[Spatial annotation data]
::::::::::

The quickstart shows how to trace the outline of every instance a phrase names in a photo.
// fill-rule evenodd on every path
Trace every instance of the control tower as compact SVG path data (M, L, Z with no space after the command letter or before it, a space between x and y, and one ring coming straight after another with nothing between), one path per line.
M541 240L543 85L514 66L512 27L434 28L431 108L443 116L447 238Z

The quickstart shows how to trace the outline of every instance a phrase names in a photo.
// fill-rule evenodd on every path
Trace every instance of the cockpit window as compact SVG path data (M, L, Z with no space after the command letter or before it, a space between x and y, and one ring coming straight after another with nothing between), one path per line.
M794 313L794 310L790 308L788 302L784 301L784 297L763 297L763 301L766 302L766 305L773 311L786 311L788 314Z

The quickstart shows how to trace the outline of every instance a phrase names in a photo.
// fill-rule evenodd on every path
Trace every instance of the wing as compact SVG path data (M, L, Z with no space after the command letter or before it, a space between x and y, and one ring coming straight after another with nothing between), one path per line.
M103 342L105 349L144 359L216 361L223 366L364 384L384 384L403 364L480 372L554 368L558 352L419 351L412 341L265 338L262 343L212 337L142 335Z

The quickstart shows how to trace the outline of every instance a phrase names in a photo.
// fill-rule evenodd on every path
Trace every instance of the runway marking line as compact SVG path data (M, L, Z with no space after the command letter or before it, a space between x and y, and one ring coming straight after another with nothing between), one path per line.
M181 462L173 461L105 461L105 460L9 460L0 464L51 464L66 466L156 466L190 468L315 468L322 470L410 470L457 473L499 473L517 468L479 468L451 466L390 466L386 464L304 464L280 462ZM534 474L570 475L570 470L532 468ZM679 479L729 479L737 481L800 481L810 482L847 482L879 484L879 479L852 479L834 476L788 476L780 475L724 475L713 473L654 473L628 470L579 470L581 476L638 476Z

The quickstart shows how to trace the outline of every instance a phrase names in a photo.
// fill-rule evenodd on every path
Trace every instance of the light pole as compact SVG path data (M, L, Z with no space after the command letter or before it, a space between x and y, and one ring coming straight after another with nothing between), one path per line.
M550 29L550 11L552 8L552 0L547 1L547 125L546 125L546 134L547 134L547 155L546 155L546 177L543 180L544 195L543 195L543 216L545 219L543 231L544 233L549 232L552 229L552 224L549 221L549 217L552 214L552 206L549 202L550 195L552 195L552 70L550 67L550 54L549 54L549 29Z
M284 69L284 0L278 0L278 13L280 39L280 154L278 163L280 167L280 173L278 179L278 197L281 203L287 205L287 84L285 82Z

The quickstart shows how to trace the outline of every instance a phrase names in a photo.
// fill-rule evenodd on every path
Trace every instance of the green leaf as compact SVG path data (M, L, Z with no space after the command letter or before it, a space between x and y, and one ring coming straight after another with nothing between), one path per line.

::::::::::

[Required task] Please edit the data above by replacing "quickstart" with "tutorial" throughout, leaving every other part unchanged.

[Result of this exercise]
The tutorial shows how to trace the outline of every instance a phrase names in a photo.
// fill-rule evenodd on every path
Trace every instance of the control tower as compact SVG path data (M, L, Z with no space after the command letter or before it, a space between x and y, and one ring coming straight after another with nothing between), one path per line.
M541 240L543 85L514 66L512 27L434 28L431 108L443 116L447 238Z

The tutorial shows how to trace the outline of every instance a phrase names in a photo.
// fill-rule evenodd on every path
Trace every instance of the cockpit window as compact SVG path data (M, L, Z with no space after the command letter or before it, a space between x and y, and one ring coming straight after another with nothing between), one path per line.
M794 313L794 310L790 308L788 302L784 301L784 297L763 297L763 301L766 302L766 305L773 311L786 311L788 314Z

The tutorial shows how to trace the outline of every instance a phrase names in a photo.
// fill-rule evenodd on every path
Trace every instance of the wing as compact SVG path data (M, L, Z with no space after the command letter or before it, a space between x and y, and one ring coming straight after another with nothing between), one path per line.
M103 342L105 349L144 359L216 361L223 366L364 384L384 384L403 364L480 372L554 368L558 352L419 351L412 341L265 338L262 343L212 337L142 335Z

The tutorial shows how to trace the outline of every instance a phrase names in a photo.
// fill-rule evenodd on every path
Trace every instance of the runway marking line as compact SVG path data (M, L, Z with no space after the command letter or before it, a space between x and y, and one ring coming straight after another with nothing between), one path per line.
M181 462L173 461L105 461L105 460L9 460L0 464L51 464L66 466L156 466L190 468L315 468L322 470L410 470L457 473L499 473L517 468L479 468L451 466L390 466L386 464L304 464L280 462ZM534 474L570 475L570 470L532 468ZM679 479L729 479L737 481L800 481L810 482L847 482L879 484L879 479L852 479L834 476L788 476L780 475L724 475L713 473L654 473L628 470L579 470L581 476L638 476Z

The tutorial shows how to trace the outline of every instance a phrase names in a photo.
// fill-rule evenodd on every path
Trace every instance of the light pole as compact SVG path data (M, L, Z with no space after the command letter or before it, a space between x and y, and one ring coming straight after another with nothing between), one path per line.
M550 29L550 11L552 8L552 0L547 1L547 125L546 125L546 134L547 134L547 155L546 155L546 177L543 180L544 195L543 195L543 216L545 219L543 231L544 233L549 232L552 229L552 224L549 221L549 217L552 214L552 206L549 202L550 195L552 195L552 70L550 67L550 54L549 54L549 29Z
M284 69L284 0L278 0L278 13L280 39L280 154L278 163L280 167L280 173L278 179L278 197L281 203L287 205L287 84L285 82Z

The tutorial shows how to trace the outline of every instance a phrase names in a photo.
// fill-rule evenodd on every path
Trace every instance of the green leaf as compact SVG path data (M, L, Z with no space after the command letter or before it, a space between x and y, and one ring coming straight after another with nothing between), one path per line.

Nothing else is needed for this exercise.